▶ [Instrução escrita 1]:
Reproduza fielmente as linhas dos registros, começando pela linha que contém "target | jagged summit ridge" e seguindo até o fim dos registros, ambas incluídas.

▶ [Trecho fornecido]:
=====

*Por Erik Nybo
Apesar do chavão bastante difundido no mercado de que “dados são o novo petróleo”, essa afirmação está longe de ser adequada. No entanto, acaba sendo repetida por muitos sem a reflexão do que na verdade essa comparação significa. Trata-se de uma daquelas analogias perpetuadas no mercado que não tem valor algum, não faz sentido e também não facilita a compreensão de nada.
Dados são uma riqueza, assim como o petróleo. Apesar disso, ambos em estado bruto não tem um valor relevante – precisam de um refino. Assim como o petróleo, os dados brutos não tem muito valor e precisam passar por um refinamento (tratamento). Tratados, os dados passam a adquirir valor pois são combustível (podem orientar a tomada de decisão) para o desenvolvimento de negócios. No entanto, algumas diferenças precisam ser pontuadas, pois os dados estão longe de serem comparáveis com o petróleo.

=====

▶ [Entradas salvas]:
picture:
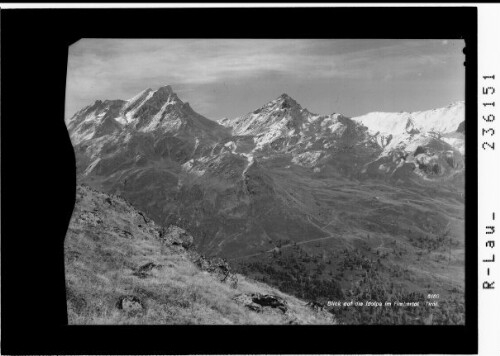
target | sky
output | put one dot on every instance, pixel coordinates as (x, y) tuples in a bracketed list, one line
[(231, 77)]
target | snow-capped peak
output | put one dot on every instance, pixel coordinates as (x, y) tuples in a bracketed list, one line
[(442, 120)]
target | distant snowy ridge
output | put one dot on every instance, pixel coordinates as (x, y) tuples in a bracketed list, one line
[(442, 120)]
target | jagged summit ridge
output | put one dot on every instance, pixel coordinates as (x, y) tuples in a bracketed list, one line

=====

▶ [Instrução escrita 2]:
Responda com base no texto sobre dados e petróleo:
(a) Qual chavão, segundo o texto, é bastante difundido no mercado?
(b) De que dados e petróleo precisam quando estão em estado bruto?
(c) O que os dados tratados podem orientar?

▶ [Solução escrita 1]:
target | jagged summit ridge
output | put one dot on every instance, pixel coordinates as (x, y) tuples in a bracketed list, one line

▶ [Solução escrita 2]:
(a) Que “dados são o novo petróleo”.
(b) De um refino.
(c) A tomada de decisão.